TEXT ::
+-------+

News: 288th QM Company reacts to training at CSTX–91
Story by Spc. Charlotte Fitzgerald
FORT HUNTER LIGGETT, Calif. – Located on military bases worldwide, entry control points play a vital role in ensuring the safety of our soldiers and the people both inside and outside of that point.
ECP operations are just one of the many training lanes the soldiers with the 288th Quartermaster Company, based out of Victoria, Texas, are going through at Combat Support Training Exercise – 91 this month. The soldiers reacted to three different scenarios when they went manned the ECP lane at Base Camp Milpitas, located within Fort Hunter Liggett. The training included finding a vehicle-born improvised explosive device, reacting to direct and indirect fire and interacting with role-playing Afghan citizens.
“Even if we go [overseas] to purify water, we will have to go from point A to point B. We need to be able to defend our own assets as we move through there,” said Capt. Duane Fousie, a San Antonio, Texas, native and commander of the 288th. “In addition to that, when you get over there, you wind up doing some additional [Forward Operating Base] support and this is exactly the type of mission you wind up with;guard the east end of the gate, guard both gates;we actually guarded the entire Kuwaiti Naval Base when I was there.”
One of the first scenarios the soldiers encountered during their training included hostile locals coming up to the gate. The soldiers then had to disperse the crowd in the best manner possible.
“We learned how to sustain the area,” said Spc. Arturo Ramirez, a water treatment specialist with the 288th QM Company and Corpus Christi, Texas, native. “We had to regulate who came in and who went out and identify if they were hostile or friendly.”
During the second scenario, the soldiers faced simulated mortar rounds along with local civilians trying to enter the base for work. One of the role-players pretended to receive an injury from the incoming mortar and the 288th had to react with combat life saving and casualty evacuation procedures. The third portion of the training, the soldiers had to search a vehicle and upon doing so, they found a simulated vehicle-borne improvised explosive device and reacted to more incoming rounds.

+-------+

RECORD EXCERPTS ::
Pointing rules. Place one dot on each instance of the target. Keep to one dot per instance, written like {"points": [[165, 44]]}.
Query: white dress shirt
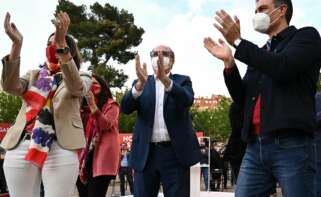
{"points": [[160, 132]]}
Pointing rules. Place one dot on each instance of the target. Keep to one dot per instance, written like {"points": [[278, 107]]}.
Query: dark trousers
{"points": [[288, 160], [162, 167], [126, 171], [96, 186]]}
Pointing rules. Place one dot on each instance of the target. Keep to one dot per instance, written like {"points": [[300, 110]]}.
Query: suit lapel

+-------+

ASSIGNED TASK 1 :: According to the news story about the 288th Quartermaster Company's training at CSTX–91, where is the company based?
ASSIGNED TASK 2 :: Carry the news story about the 288th Quartermaster Company's entry control point training forward from its last paragraph.

OUTPUT 1 :: Victoria, Texas.

OUTPUT 2 ::
“We are water support; we are water treatment specialists,” said Spc. Aaron Gonzalez, a Benbolt, Texas, native and water treatment specialist with the 288th. “This training is a good heads up for us because when we get [overseas] we don’t know what to expect.”
Focusing training on the latest enemy techniques, tactics and procedures is crucial.
“This is the second time I have done this training and I learn something new all the time,” Ramirez said. “This is a really good experience for everyone. Everyone should have this training.”
Fousie commented that his soldiers do not receive entry control point training during their weekend battle assemblies in Texas. He added the type of training offered at CSTX-91 is what his unit needs to focus on when preparing for future deployments.
CSTX-91 is a sustainment-focused training exercise developed for units in Train/Ready year-3 of the 5-year Army Forces Generation model.
With many of the units participating in CSTX-91 becoming available for deployment next year, the remote training environment Fort Hunter Liggett provides offers rugged terrain, realistic training opportunities and living conditions soldiers may face while deployed.